[Records from a dataset]
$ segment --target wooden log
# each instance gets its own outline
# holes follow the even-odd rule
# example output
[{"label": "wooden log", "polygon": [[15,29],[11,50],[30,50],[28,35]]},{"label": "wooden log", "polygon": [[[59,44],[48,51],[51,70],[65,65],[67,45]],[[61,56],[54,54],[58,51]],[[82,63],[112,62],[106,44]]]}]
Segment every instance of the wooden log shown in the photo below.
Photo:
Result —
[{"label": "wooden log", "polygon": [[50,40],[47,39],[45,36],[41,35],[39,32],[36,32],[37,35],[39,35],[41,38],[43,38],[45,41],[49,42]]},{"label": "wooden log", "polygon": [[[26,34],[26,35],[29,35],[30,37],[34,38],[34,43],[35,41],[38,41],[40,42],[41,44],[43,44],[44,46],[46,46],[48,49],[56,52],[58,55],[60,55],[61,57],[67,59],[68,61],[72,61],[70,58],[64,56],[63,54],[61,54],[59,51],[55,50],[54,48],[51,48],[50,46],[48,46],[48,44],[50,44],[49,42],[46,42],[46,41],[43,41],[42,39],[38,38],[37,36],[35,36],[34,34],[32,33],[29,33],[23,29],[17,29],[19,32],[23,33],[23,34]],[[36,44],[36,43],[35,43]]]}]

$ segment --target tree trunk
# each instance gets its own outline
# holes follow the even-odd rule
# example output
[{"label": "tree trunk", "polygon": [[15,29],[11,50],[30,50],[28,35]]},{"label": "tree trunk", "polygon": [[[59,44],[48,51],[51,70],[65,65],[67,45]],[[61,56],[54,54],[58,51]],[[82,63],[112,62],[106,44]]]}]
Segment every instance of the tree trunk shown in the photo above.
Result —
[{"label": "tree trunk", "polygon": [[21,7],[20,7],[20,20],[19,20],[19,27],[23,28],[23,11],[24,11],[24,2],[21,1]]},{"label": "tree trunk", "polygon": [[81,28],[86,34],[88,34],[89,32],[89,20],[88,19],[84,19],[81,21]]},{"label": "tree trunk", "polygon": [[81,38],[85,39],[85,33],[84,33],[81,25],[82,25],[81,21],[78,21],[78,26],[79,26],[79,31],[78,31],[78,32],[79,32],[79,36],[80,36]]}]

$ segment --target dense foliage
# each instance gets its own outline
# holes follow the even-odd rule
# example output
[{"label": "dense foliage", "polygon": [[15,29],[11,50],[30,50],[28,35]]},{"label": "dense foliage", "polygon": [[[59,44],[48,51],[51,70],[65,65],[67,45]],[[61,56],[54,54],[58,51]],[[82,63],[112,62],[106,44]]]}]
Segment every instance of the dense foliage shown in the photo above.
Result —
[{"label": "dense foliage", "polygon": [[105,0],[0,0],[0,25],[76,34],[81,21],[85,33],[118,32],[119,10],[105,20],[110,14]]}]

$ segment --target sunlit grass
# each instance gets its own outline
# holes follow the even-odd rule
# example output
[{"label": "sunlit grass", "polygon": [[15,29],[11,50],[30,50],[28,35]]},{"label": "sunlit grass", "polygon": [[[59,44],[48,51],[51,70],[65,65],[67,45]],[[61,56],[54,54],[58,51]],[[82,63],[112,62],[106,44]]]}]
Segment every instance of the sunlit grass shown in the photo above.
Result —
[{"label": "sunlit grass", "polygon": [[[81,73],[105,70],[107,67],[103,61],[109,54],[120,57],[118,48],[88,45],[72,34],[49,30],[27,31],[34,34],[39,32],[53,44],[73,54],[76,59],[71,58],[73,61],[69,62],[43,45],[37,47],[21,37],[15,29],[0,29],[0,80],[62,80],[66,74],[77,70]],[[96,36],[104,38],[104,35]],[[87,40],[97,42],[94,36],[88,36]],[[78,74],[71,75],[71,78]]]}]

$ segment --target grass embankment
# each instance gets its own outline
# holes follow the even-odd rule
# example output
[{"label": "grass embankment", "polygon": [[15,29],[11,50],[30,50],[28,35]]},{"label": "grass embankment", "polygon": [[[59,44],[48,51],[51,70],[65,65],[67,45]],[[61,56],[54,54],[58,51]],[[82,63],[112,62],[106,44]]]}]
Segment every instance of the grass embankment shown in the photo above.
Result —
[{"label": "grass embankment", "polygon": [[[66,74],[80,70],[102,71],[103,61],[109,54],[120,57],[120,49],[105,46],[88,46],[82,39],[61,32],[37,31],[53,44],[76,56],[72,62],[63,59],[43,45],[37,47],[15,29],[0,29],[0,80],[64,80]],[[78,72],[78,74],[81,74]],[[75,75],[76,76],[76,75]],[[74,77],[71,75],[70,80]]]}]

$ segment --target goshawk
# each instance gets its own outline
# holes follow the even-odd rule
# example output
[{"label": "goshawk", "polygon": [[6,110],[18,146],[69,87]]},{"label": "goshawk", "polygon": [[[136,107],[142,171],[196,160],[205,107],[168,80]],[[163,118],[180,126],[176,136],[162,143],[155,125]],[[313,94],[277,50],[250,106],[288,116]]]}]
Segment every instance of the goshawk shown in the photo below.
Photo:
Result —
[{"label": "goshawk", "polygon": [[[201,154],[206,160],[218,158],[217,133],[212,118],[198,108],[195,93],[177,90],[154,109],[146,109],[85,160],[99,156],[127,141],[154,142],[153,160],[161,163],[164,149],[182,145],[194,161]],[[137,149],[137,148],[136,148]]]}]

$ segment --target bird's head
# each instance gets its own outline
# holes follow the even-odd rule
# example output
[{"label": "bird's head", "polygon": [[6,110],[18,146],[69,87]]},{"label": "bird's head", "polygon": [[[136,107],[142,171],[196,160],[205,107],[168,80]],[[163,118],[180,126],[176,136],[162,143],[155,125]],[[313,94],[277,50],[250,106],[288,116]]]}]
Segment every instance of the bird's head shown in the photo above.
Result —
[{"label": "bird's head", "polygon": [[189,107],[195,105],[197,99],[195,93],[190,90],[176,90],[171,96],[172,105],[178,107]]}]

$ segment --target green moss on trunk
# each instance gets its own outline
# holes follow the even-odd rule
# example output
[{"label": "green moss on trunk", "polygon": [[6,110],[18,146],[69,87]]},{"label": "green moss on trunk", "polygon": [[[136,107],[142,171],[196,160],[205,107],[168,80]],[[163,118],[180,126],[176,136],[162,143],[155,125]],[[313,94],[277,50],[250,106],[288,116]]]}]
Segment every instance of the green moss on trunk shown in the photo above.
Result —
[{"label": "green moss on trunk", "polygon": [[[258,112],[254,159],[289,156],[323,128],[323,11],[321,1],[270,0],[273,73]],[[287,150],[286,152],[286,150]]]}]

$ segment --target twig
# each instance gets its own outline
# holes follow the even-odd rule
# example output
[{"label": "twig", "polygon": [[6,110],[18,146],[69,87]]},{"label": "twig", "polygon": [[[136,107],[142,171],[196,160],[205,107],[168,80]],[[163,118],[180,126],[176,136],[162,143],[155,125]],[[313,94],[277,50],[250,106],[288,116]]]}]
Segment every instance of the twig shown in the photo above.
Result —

> **Problem to work on**
Convert every line of all the items above into a JSON list of strings, one string per line, with blank lines left out.

> **Exercise output**
[
  "$ segment --target wooden log",
  "# each instance gets its own outline",
  "# holes follow the even-odd rule",
  "# example output",
  "[{\"label\": \"wooden log\", \"polygon\": [[15,29],[11,50],[30,50],[28,35]]},{\"label\": \"wooden log\", \"polygon\": [[[59,44],[48,51],[51,70],[65,65],[67,45]],[[61,56],[54,54],[58,51]],[[82,63],[112,62],[106,44]]]}]",
  "Segment every instance of the wooden log shown in the photo below.",
  "Photo:",
  "Result —",
  "[{\"label\": \"wooden log\", \"polygon\": [[50,40],[47,39],[45,36],[41,35],[39,32],[36,32],[37,35],[39,35],[41,38],[43,38],[45,41],[49,42]]},{\"label\": \"wooden log\", \"polygon\": [[[26,34],[26,35],[29,35],[30,37],[34,38],[34,43],[35,41],[38,41],[40,42],[41,44],[43,44],[44,46],[46,46],[48,49],[56,52],[58,55],[60,55],[61,57],[67,59],[68,61],[72,61],[70,58],[64,56],[63,54],[61,54],[59,51],[55,50],[54,48],[51,48],[50,46],[48,46],[48,44],[50,44],[49,42],[46,42],[46,41],[43,41],[42,39],[38,38],[37,36],[35,36],[34,34],[32,33],[29,33],[23,29],[17,29],[19,32],[23,33],[23,34]],[[36,44],[36,43],[35,43]]]}]",
  "$ segment --target tree trunk",
  "# each instance gets its own outline",
  "# holes follow the even-odd rule",
  "# example output",
  "[{\"label\": \"tree trunk\", \"polygon\": [[15,29],[11,50],[30,50],[28,35]]},{\"label\": \"tree trunk\", \"polygon\": [[[59,44],[48,51],[51,70],[65,65],[67,45]],[[61,56],[54,54],[58,51]],[[82,63],[112,62],[106,44]]]}]",
  "Segment every instance of the tree trunk shown in the photo above.",
  "Result —",
  "[{\"label\": \"tree trunk\", \"polygon\": [[21,7],[20,7],[20,20],[19,20],[19,27],[23,28],[23,11],[24,11],[24,2],[21,1]]},{\"label\": \"tree trunk\", \"polygon\": [[81,28],[86,34],[88,34],[89,32],[89,20],[88,19],[84,19],[81,21]]},{\"label\": \"tree trunk\", \"polygon\": [[81,38],[85,39],[85,33],[84,33],[81,25],[82,25],[81,21],[78,21],[78,26],[79,26],[79,31],[78,31],[78,32],[79,32],[79,36],[80,36]]}]",
  "$ segment --target dense foliage",
  "# each instance gets its own outline",
  "# holes follow the even-odd rule",
  "# example output",
  "[{\"label\": \"dense foliage\", \"polygon\": [[15,29],[11,50],[30,50],[28,35]]},{\"label\": \"dense foliage\", \"polygon\": [[[59,44],[48,51],[51,70],[65,65],[67,45]],[[61,56],[54,54],[58,51]],[[82,63],[112,62],[106,44]]]}]",
  "Segment every instance of the dense foliage shown in the photo above.",
  "Result —",
  "[{\"label\": \"dense foliage\", \"polygon\": [[105,0],[0,0],[0,25],[76,34],[81,21],[85,33],[118,32],[119,10],[105,20],[110,14]]}]",
  "$ segment --target sunlit grass",
  "# each instance gets its own outline",
  "# holes follow the even-odd rule",
  "# example output",
  "[{\"label\": \"sunlit grass\", \"polygon\": [[15,29],[11,50],[30,50],[28,35]]},{\"label\": \"sunlit grass\", \"polygon\": [[[59,44],[48,51],[51,70],[65,65],[67,45]],[[61,56],[54,54],[58,51]],[[82,63],[112,62],[106,44]]]}]",
  "Segment every instance of the sunlit grass shown in the photo above.",
  "Result —",
  "[{\"label\": \"sunlit grass\", \"polygon\": [[[81,73],[105,70],[107,67],[103,61],[109,54],[120,57],[118,48],[88,45],[72,34],[49,30],[27,31],[34,34],[39,32],[53,44],[73,54],[76,59],[71,58],[73,61],[69,62],[43,45],[37,47],[21,37],[15,29],[0,29],[0,80],[62,80],[66,74],[77,70]],[[96,36],[104,38],[104,35]],[[87,40],[97,42],[94,36],[88,36]],[[78,74],[71,75],[71,78]]]}]",
  "$ segment --target grass embankment",
  "# each instance gets its own outline",
  "# holes follow the even-odd rule",
  "# example output",
  "[{\"label\": \"grass embankment\", \"polygon\": [[15,29],[11,50],[30,50],[28,35]]},{\"label\": \"grass embankment\", \"polygon\": [[[59,44],[48,51],[51,70],[65,65],[67,45]],[[61,56],[54,54],[58,51]],[[82,63],[112,62],[106,44]]]}]",
  "Segment every instance of the grass embankment shown in the photo above.",
  "Result —",
  "[{\"label\": \"grass embankment\", \"polygon\": [[[66,74],[80,70],[102,71],[103,61],[109,54],[120,57],[120,49],[105,46],[88,46],[82,39],[61,32],[37,31],[53,44],[76,56],[72,62],[63,59],[43,45],[37,47],[15,29],[0,29],[0,80],[64,80]],[[78,72],[78,74],[81,74]],[[75,75],[76,76],[76,75]],[[74,77],[71,75],[70,80]]]}]",
  "$ segment --target goshawk",
  "# each instance gets its own outline",
  "# holes follow the even-odd rule",
  "# example output",
  "[{\"label\": \"goshawk\", \"polygon\": [[6,110],[18,146],[69,87]]},{\"label\": \"goshawk\", \"polygon\": [[[136,107],[142,171],[196,160],[205,107],[168,80]],[[163,118],[180,126],[176,136],[162,143],[155,125]],[[313,94],[277,50],[250,106],[288,116]]]}]",
  "Segment every instance of the goshawk shown in the photo below.",
  "Photo:",
  "Result —",
  "[{\"label\": \"goshawk\", \"polygon\": [[[201,154],[206,160],[218,158],[217,133],[212,118],[198,108],[195,93],[177,90],[154,109],[146,109],[85,160],[99,156],[127,141],[154,142],[153,160],[161,163],[164,149],[182,145],[194,161]],[[137,149],[137,148],[136,148]]]}]",
  "$ segment --target bird's head",
  "# each instance gets its own outline",
  "# holes follow the even-odd rule",
  "# example output",
  "[{\"label\": \"bird's head\", \"polygon\": [[6,110],[18,146],[69,87]]},{\"label\": \"bird's head\", \"polygon\": [[[136,107],[142,171],[196,160],[205,107],[168,80]],[[163,118],[180,126],[176,136],[162,143],[155,125]],[[313,94],[277,50],[250,106],[288,116]]]}]",
  "Segment every instance of the bird's head shown in the photo above.",
  "Result —",
  "[{\"label\": \"bird's head\", \"polygon\": [[189,107],[195,105],[197,99],[195,93],[190,90],[176,90],[171,96],[172,105],[178,107]]}]",
  "$ segment --target green moss on trunk",
  "# each instance gets its own outline",
  "# holes follow the even-odd rule",
  "# example output",
  "[{\"label\": \"green moss on trunk\", \"polygon\": [[6,110],[18,146],[69,87]]},{\"label\": \"green moss on trunk\", \"polygon\": [[[136,107],[142,171],[196,160],[205,107],[168,80]],[[163,118],[180,126],[176,136],[162,143],[155,125]],[[313,94],[277,50],[250,106],[288,116]]]}]",
  "Segment every instance of the green moss on trunk shown in the photo above.",
  "Result —",
  "[{\"label\": \"green moss on trunk\", \"polygon\": [[[258,112],[254,159],[289,156],[323,128],[323,11],[321,1],[270,0],[273,73]],[[287,150],[286,152],[286,150]]]}]",
  "$ segment --target twig",
  "# each instance gets its own outline",
  "# holes follow the even-odd rule",
  "# example output",
  "[{\"label\": \"twig\", \"polygon\": [[6,110],[18,146],[69,87]]},{\"label\": \"twig\", \"polygon\": [[[136,107],[142,171],[196,160],[205,107],[168,80]],[[163,118],[180,126],[176,136],[162,143],[155,125]],[[313,94],[277,50],[250,106],[288,116]]]}]",
  "Segment every instance of the twig shown in the photo above.",
  "Result —"
]